*抜粋本文*
● ● ●

弁護士 西村 学
弁護士法人サリュ代表弁護士
大阪弁護士会所属
関西学院大学法学部卒業
同志社大学法科大学院客員教授
弁護士法人サリュは、全国に事務所を設置している法律事務所です。業界でいち早く無料法律相談を開始し、弁護士を身近な存在として感じていただくために様々なサービスを展開してきました。サリュは、遺産相続トラブルの交渉業務、調停・訴訟業務などの民事・家事分野に注力しています。遺産相続トラブルにお困りでしたら、当事務所の無料相談をご利用ください。
弁護士 西村 学
弁護士法人サリュ代表弁護士
大阪弁護士会所属
関西学院大学法学部卒業
同志社大学法科大学院客員教授
弁護士法人サリュは、全国に事務所を設置している法律事務所です。業界でいち早く無料法律相談を開始し、弁護士を身近な存在として感じていただくために様々なサービスを展開してきました。サリュは、遺産相続トラブルの交渉業務、調停・訴訟業務などの民事・家事分野に注力しています。遺産相続トラブルにお困りでしたら、当事務所の無料相談をご利用ください。
遺留分侵害額請求(遺留分減殺請求)を送ったのに相手が応じない場合、どうしたら良いか途方に暮れてしまう方が多いのではないでしょうか。
遺留分は一定の相続人が最低限もらえる相続の取り分であり、遺言によっても奪えないものです。そのため、遺留分侵害額請求に応じないことはできません。正当な遺留分額であれば、減額せずに満額受け取る権利があります。
ただし、遺留分が侵害されていることが明らかである場合でも遺留分侵害額請求に失敗するケースが1つだけあります。それは、相手が相続した財産を使い込んで資産がなくなり、請求されたお金を払えない状況です。お金も資産も無ければ「実質的に支払えない」ため、回収が難しくなります。
相手が交渉に応じず、相手が遺言書でうけとった預貯金を使い果たすことを予想される場合は、そうならないために、相手が相続財産を処分する前に「仮差押え」の手続きを取るのが有効です。そして、仮差押えの手続きを取るのは個人では難しいため、弁護士に依頼するのがおすすめです。
つまり、遺留分の請求になかなか応じてくれない場合は、弁護士に依頼するのが間違いない方法といえます。
この記事では、相手が遺留分侵害額請求に応じない場合に弁護士に依頼すべき3つの理由と、具体的に何をすれば良いのかを詳しく解説します。

● ● ●

*掲載項目*
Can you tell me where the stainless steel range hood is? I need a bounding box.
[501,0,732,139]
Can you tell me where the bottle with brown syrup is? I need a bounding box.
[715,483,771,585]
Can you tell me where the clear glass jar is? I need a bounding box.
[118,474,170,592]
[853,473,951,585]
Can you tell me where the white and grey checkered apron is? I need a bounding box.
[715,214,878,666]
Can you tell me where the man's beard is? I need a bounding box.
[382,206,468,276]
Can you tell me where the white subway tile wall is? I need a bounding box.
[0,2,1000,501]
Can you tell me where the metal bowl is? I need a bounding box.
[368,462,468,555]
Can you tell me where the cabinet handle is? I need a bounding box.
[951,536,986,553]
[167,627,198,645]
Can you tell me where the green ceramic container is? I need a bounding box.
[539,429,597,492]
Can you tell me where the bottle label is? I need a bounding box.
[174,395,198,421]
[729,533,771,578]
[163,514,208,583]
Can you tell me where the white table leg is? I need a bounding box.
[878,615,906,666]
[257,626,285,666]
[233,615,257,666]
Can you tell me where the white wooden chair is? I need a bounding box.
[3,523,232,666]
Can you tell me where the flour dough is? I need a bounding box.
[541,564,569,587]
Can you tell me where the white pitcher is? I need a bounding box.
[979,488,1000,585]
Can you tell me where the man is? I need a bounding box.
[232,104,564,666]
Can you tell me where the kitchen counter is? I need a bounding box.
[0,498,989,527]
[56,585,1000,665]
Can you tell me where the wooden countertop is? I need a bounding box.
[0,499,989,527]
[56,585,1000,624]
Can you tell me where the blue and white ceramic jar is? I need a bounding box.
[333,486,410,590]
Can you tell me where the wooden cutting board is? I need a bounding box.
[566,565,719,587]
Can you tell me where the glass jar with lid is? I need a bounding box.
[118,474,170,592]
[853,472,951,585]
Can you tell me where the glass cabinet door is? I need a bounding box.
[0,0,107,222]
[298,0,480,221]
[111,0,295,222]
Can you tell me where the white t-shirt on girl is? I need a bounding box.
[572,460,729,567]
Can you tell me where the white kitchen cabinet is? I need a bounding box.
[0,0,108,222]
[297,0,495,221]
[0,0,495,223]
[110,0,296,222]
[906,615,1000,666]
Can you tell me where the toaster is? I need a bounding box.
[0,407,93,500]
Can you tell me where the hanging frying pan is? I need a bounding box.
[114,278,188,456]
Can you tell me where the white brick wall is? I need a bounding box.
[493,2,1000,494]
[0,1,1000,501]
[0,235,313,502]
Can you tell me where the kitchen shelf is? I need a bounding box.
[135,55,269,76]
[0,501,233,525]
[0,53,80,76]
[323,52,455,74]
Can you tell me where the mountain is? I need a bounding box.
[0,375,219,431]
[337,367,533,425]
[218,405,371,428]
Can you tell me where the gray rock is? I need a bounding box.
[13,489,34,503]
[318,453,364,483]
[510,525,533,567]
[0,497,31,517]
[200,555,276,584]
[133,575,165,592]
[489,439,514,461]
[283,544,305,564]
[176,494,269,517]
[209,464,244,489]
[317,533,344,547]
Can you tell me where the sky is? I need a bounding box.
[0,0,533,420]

● ● ●

*課題の要件*
遺留分を扱った抜粋本文から、次の一文を英語に翻訳してください。「遺留分は一定の相続人が最低限もらえる相続の取り分であり、遺言によっても奪えないものです。」

*解答文*
The legally reserved portion is the minimum share of an inheritance that certain heirs are entitled to receive, and it cannot be taken away even by a will.